### To-do item
Reproduce, unchanged, the section of the page on large PDF documents in .NET that begins with the words "Work with large" and ends after "256TB (281.474.976.710.655 bytes).".

Work with large PDF documents in .NET

Blog category: PDF.NET

February 5, 2021

PDF specification defines the size of PDF document version 1.0-1.4 not larger than 9,3GB (9.999.999.999 bytes).
PDF document of version 1.5 and higher is not limited in file size when uses Compressed Cross-Reference Table.

VintaSoft Imaging .NET SDK allows to create, open, change and save PDF document of version 1.0-1.4 when the file size does not exceed 9,3GB (9.999.999.999 bytes).
The SDK allows to create, open, change and save PDF document of version 1.5 and higher, which uses Compressed Cross-Reference Table, when the file size does not exceed 256TB (281.474.976.710.655 bytes).

PDF specification does not limit the size of file attachment stored in PDF document.
VintaSoft Imaging .NET SDK allows to add a file attachment into PDF document. Generally the SDK can add the file attachment into PDF document when it size does not exceed 2GB (2.147.483.647 bytes). Also the SDK allows to add a PDF file attachment, which is larger than 2GB, but does not exceed 931GB (999.999.999.999 bytes), when the PDF document is not encrypted and the resource is added with None or ZIP compression.
For resource retrieval from PDF document apply the same size restrictions as for adding.


Here is C# code, which demonstrates how to add and retrieve an attachment from/to PDF document when the attachment size exceeds 2GB:
/// <summary>
/// Adds the large file attachment to PDF document.
/// </summary>
/// <param name="pdfFilename">The PDF filename.</param>
/// <param name="attachmentFilename">The attachment filename.</param>
public static void AddLargeAttachment(string pdfFilename, string attachmentFilename)
{
    // open PDF document
    using (Vintasoft.Imaging.Pdf.PdfDocument document = new Vintasoft.Imaging.Pdf.PdfDocument(pdfFilename))
    {
        if (document.EmbeddedFiles == null)
            document.EmbeddedFiles = new Vintasoft.Imaging.Pdf.Tree.PdfEmbeddedFileSpecificationDictionary(document);

        // open attachment file
        using (System.IO.Stream attachmentStream = System.IO.File.OpenRead(attachmentFilename))
        {
            // set ZIP compression level to 2 (fast)
            Vintasoft.Imaging.Pdf.PdfCompressionSettings compressionSettings = new Vintasoft.Imaging.Pdf.PdfCompressionSettings();
            compressionSettings.ZipCompressionLevel = 2;

            // create PDF embedded file
            Vintasoft.Imaging.Pdf.Tree.PdfEmbeddedFile embeddedFile = new Vintasoft.Imaging.Pdf.Tree.PdfEmbeddedFile(
                document, attachmentStream, false, Vintasoft.Imaging.Pdf.PdfCompression.Zip, compressionSettings);
            
            // create PDF embedded file specification
            Vintasoft.Imaging.Pdf.Tree.PdfEmbeddedFileSpecification fileSpecification =
                 new Vintasoft.Imaging.Pdf.Tree.PdfEmbeddedFileSpecification(System.IO.Path.GetFileName(attachmentFilename), embeddedFile);

            // add PDF embedded file specification to PDF document
            document.EmbeddedFiles.Add(fileSpecification);

            // save changes in PDF document (file attachment will be encoded during saving of PDF document)

### Recorded information
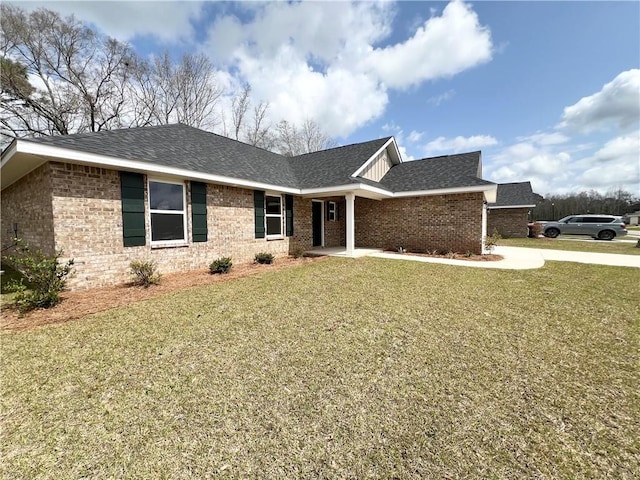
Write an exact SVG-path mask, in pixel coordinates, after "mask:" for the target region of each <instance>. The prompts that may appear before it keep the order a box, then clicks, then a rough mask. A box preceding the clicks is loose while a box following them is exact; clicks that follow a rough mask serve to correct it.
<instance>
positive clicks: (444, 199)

### Your response
Work with large PDF documents in .NET

Blog category: PDF.NET

February 5, 2021

PDF specification defines the size of PDF document version 1.0-1.4 not larger than 9,3GB (9.999.999.999 bytes).
PDF document of version 1.5 and higher is not limited in file size when uses Compressed Cross-Reference Table.

VintaSoft Imaging .NET SDK allows to create, open, change and save PDF document of version 1.0-1.4 when the file size does not exceed 9,3GB (9.999.999.999 bytes).
The SDK allows to create, open, change and save PDF document of version 1.5 and higher, which uses Compressed Cross-Reference Table, when the file size does not exceed 256TB (281.474.976.710.655 bytes).